**WHAT YOU HAVE TO DO**:
Beyond "management services," which exportable service activities does the passage on Puerto Rico's tax incentives name as eligible under Act 20?
-- SOURCE DOCUMENT follows --
It is no secret that historically Puerto Rico has greatly benefited from that splendid combination of being a US territory with its own fiscal autonomy. This has allowed the island to deploy a series of tax incentives strategies to provide for economic development. Evidence of this can be tracked down to the past century when, during the 1940’s, Puerto Rico began transitioning from an agricultural economy to a manufacturing haven for pharmaceuticals and other industrial operations.
Not content to rest on past industrial glories, we have witnessed Puerto Rico’s efforts to expand its fiscal benefits through the enactment of a comprehensive incentive legislation for international insurance and banking services, as well as for the establishment of businesses that wish to export services outside of Puerto Rico under Act 20 and the relocation of high net worth individuals that choose to become residents of Puerto Rico under Act 22.
Take for example Act 20’s quite simple, yet very attractive, offer. By establishing a business unit in Puerto Rico to export a series of pre-determined services activities – that go well beyond the typical “management services” to include international trading, medical tourism and blockchain activities, among many others – to anywhere in the world, including related business in the US, the service provider is afforded a preferential flat income tax rate of 4%, instead of the progressive corporate tax rates that may go up to 37.5%, along with other tax benefits.
On the other hand, by employing the cornerstone section of US tax law which provides that US citizens who are bona fide residents of Puerto Rico are not subject to federal taxation on the income generated from “sources” within Puerto Rico, Act 22 afforded new bona fide residents of Puerto Rico a total exemption on passive income, including capital gains.
-- SOURCE DOCUMENT concluded --
-- DATASET EXTRACT follows --
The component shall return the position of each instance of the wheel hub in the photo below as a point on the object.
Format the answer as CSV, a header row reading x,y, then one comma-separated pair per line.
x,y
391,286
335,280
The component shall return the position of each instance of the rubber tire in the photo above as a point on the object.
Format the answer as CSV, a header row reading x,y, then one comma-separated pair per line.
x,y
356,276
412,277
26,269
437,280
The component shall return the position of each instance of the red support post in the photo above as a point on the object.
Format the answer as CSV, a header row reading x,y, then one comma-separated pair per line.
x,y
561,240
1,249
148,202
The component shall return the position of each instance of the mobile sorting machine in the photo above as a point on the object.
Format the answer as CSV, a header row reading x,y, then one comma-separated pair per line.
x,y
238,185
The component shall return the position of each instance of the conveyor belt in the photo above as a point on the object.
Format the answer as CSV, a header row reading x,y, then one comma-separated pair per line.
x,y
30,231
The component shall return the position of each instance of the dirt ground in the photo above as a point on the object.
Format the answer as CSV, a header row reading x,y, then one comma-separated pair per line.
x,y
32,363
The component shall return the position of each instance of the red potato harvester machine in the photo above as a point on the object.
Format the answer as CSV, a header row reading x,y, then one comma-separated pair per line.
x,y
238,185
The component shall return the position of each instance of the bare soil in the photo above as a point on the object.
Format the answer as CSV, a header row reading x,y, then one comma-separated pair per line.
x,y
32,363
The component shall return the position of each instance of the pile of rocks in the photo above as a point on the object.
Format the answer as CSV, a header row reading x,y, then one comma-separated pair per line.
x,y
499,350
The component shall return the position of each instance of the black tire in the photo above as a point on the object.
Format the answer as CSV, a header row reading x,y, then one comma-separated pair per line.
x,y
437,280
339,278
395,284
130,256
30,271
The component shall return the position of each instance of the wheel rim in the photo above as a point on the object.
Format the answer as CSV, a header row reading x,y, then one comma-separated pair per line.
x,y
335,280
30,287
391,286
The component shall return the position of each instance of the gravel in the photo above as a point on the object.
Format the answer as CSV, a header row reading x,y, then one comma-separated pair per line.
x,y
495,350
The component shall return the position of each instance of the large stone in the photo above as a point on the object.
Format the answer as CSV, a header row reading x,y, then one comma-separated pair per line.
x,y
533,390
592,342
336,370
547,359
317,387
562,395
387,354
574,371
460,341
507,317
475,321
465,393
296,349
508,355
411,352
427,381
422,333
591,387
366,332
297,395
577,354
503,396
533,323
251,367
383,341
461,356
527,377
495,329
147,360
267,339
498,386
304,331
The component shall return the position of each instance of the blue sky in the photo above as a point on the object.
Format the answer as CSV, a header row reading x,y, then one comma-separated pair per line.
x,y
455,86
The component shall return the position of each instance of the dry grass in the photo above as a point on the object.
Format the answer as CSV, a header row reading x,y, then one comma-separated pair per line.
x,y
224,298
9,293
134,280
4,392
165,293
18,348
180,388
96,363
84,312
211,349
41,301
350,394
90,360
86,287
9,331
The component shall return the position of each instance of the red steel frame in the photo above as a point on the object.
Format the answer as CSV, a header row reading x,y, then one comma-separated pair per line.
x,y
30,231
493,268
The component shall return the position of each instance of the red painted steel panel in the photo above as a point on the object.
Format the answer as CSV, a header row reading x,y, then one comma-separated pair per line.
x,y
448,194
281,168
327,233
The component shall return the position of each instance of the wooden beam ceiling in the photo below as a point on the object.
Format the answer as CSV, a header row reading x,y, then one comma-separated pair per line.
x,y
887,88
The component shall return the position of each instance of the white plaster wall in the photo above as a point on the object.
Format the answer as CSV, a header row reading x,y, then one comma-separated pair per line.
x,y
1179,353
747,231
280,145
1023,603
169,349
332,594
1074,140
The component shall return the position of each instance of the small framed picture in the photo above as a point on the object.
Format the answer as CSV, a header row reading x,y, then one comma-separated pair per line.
-- DATASET EXTRACT concluded --
**RESPONSE TO THIS EXERCISE**:
International trading, medical tourism, and blockchain activities.